Excerpted passage:
--------------------

I rather doubt the truth of this assertion,
having been told that the Sercucumas of the Erevato and the Caura,
neighbours of the whitish Taparitos, swallow tobacco chopped small,
and impregnated with some other very stimulant juices, to prepare
themselves for battle.
Of the four species of nicotiana cultivated in
Europe* (* Nicotiana tabacum, N. rustica, N. paniculata, and N.
glutinosa.) we found only two growing wild; but the Nicotiana
loxensis, and the Nicotiana andicola, which I found on the back of the
Andes, at the height of eighteen hundred and fifty toises (almost the
height of the Peak of Teneriffe), are very similar to the N. tabacum
and N. rustica. The whole genus, however, is almost exclusively
American, and the greater number of the species appeared to me to
belong to the mountainous and temperate region of the tropics.

--------------------

(Saved entries)
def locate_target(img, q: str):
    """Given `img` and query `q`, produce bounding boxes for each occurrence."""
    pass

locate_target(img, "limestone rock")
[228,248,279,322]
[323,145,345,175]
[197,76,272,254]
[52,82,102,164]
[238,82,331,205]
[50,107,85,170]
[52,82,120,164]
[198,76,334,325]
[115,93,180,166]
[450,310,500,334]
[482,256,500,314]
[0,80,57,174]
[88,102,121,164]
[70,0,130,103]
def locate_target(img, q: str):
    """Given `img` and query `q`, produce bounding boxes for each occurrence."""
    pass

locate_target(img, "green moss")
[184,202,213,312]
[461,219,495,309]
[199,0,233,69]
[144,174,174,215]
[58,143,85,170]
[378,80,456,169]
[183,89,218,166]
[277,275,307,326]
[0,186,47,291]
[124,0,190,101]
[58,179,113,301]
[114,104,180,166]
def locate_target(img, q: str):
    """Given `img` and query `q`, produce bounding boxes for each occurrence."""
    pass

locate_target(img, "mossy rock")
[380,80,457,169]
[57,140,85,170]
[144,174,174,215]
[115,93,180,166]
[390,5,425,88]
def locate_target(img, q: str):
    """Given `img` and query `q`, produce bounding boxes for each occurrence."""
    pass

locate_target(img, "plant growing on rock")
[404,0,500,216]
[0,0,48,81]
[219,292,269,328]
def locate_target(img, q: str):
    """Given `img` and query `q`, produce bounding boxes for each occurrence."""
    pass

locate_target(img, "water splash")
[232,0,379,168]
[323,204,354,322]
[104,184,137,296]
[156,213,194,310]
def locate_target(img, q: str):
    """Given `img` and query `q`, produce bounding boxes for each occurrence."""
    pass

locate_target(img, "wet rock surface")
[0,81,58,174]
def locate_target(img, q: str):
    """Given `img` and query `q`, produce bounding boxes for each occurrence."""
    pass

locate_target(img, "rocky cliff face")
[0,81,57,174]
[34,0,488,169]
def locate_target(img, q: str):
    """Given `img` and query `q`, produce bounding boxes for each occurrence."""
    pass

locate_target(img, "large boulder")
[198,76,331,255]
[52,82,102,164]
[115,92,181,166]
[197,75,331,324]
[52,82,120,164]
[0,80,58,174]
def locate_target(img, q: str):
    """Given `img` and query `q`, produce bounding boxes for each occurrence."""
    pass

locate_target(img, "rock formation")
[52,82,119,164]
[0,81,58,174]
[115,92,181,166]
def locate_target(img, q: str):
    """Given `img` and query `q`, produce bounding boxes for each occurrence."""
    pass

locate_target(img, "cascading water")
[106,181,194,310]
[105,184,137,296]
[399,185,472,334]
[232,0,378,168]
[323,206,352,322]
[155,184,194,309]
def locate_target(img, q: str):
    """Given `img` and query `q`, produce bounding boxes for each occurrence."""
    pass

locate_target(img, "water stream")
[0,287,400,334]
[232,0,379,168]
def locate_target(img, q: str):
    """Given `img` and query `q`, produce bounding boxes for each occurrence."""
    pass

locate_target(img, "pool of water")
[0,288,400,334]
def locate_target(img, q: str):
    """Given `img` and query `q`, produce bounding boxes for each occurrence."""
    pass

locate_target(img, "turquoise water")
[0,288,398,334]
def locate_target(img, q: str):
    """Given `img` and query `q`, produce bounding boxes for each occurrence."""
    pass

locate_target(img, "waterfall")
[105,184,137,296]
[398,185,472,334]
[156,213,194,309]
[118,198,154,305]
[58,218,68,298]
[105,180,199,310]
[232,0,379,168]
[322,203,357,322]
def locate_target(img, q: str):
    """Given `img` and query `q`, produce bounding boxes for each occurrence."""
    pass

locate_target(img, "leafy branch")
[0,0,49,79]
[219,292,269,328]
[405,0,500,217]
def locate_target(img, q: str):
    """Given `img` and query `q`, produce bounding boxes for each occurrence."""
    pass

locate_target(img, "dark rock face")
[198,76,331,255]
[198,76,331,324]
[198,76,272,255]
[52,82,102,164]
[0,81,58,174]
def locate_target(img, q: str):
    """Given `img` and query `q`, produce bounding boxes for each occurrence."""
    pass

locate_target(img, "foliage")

--------------------

Work request: Extend the passage on tobacco in the Americas beyond its final sentence, keeping its voice and manner.

Response area:
It was neither from Virginia, nor from South America, but from the
Mexican province of Yucatan, that Europe received the first tobacco
seeds, about the year 1559.* (* The Spaniards became acquainted with
tobacco in the West India Islands at the end of the 15th century. I
have already mentioned that the cultivation of this narcotic plant
preceded the cultivation of the potato in Europe more than 120 or 140
years. When Raleigh brought tobacco from Virginia to England in 1586,
whole fields of it were already cultivated in Portugal. It was also
previously known in France, where it was brought into fashion by
Catherine de Medicis, from whom it received the name of herbe a la
reine, the queen's herb.) The celebrated Raleigh contributed most to
introduce the custom of smoking among the nations of the north.